▸ **WRITTEN TASK**
Render the entire listing below as a numbered list with blank lines omitted. Leave the pictures out of your answer.
++++++++++
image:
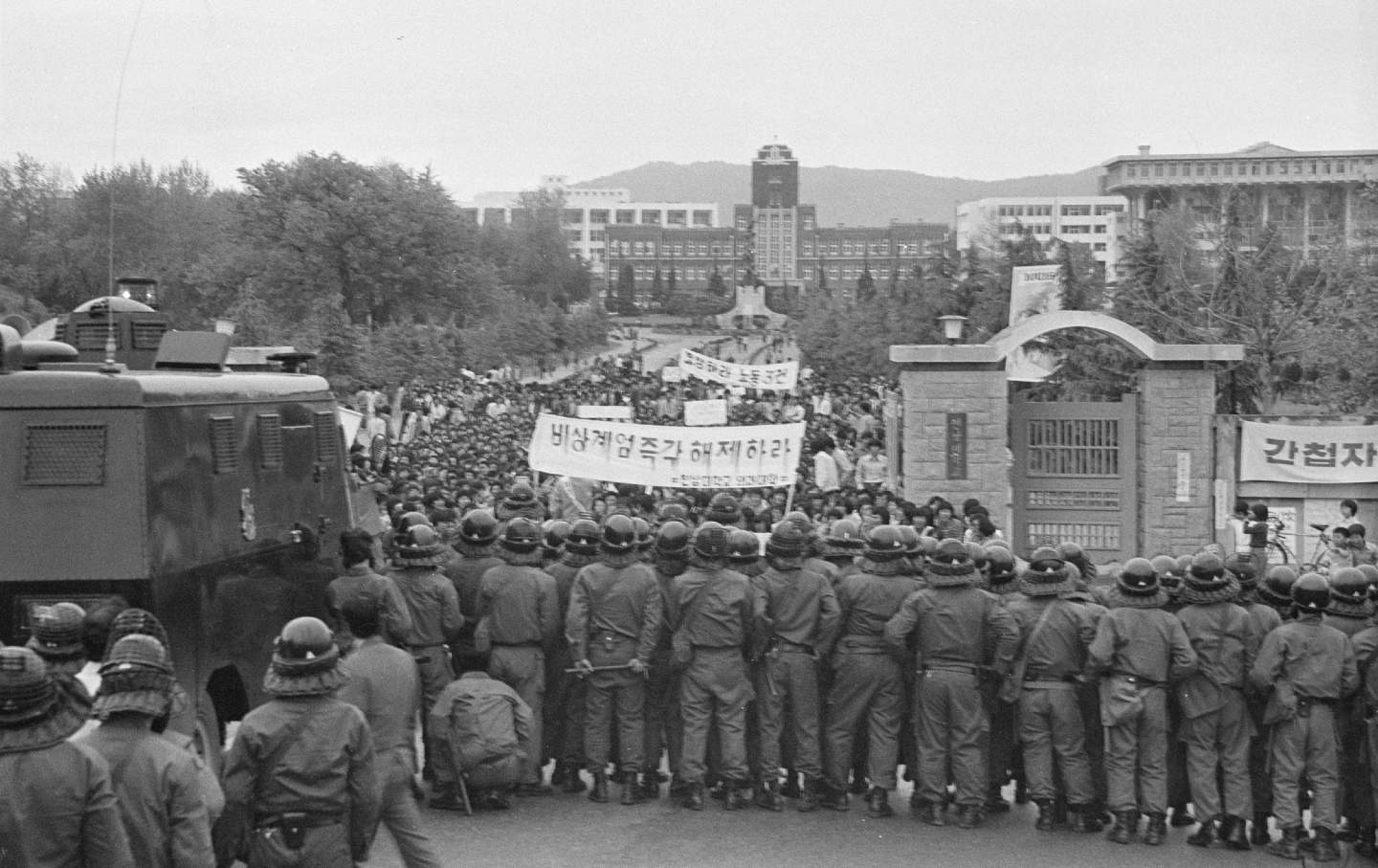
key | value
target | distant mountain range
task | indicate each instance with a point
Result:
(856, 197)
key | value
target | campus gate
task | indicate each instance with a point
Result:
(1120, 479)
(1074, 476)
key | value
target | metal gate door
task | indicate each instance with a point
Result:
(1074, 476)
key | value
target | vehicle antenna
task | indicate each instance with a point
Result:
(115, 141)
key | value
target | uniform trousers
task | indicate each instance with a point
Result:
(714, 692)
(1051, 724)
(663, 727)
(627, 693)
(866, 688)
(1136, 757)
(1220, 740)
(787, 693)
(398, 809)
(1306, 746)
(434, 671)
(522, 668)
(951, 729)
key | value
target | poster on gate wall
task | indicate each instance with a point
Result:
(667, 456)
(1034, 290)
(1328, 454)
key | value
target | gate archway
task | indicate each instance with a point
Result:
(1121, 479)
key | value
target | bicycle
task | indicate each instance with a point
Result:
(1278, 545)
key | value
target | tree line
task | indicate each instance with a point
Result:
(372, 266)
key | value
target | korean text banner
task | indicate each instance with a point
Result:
++++++++++
▸ **FINAL ANSWER**
1. image:
2. key | value
3. target | distant mountain range
4. task | indicate each instance with a point
5. Result:
6. (856, 197)
7. key | value
8. target | campus gate
9. task | indicate each instance with a point
10. Result:
11. (1120, 479)
12. (1074, 476)
13. key | value
14. target | metal gate door
15. task | indicate each instance with a point
16. Result:
17. (1074, 476)
18. key | value
19. target | vehicle antenna
20. task | indicate each instance with a point
21. Result:
22. (115, 141)
23. key | value
24. target | uniform trousers
25. task | indicate each instance with a point
26. Result:
27. (714, 692)
28. (1051, 724)
29. (663, 727)
30. (627, 693)
31. (866, 688)
32. (1136, 757)
33. (1220, 740)
34. (787, 693)
35. (398, 809)
36. (1306, 746)
37. (434, 671)
38. (522, 668)
39. (951, 729)
40. key | value
41. target | poster on gate wall
42. task | indicate each instance with a point
43. Result:
44. (667, 456)
45. (1034, 290)
46. (1328, 454)
47. key | value
48. target | gate archway
49. task | indicate each instance with a point
50. Result:
51. (1121, 479)
52. key | value
53. target | bicycle
54. task | indicate each instance with a point
55. Result:
56. (1278, 545)
57. key | value
58. target | tree line
59. task | indicate each instance with a point
60. Result:
61. (372, 266)
62. key | value
63. target | korean text banner
64. task | indicate each instance with a point
65. Result:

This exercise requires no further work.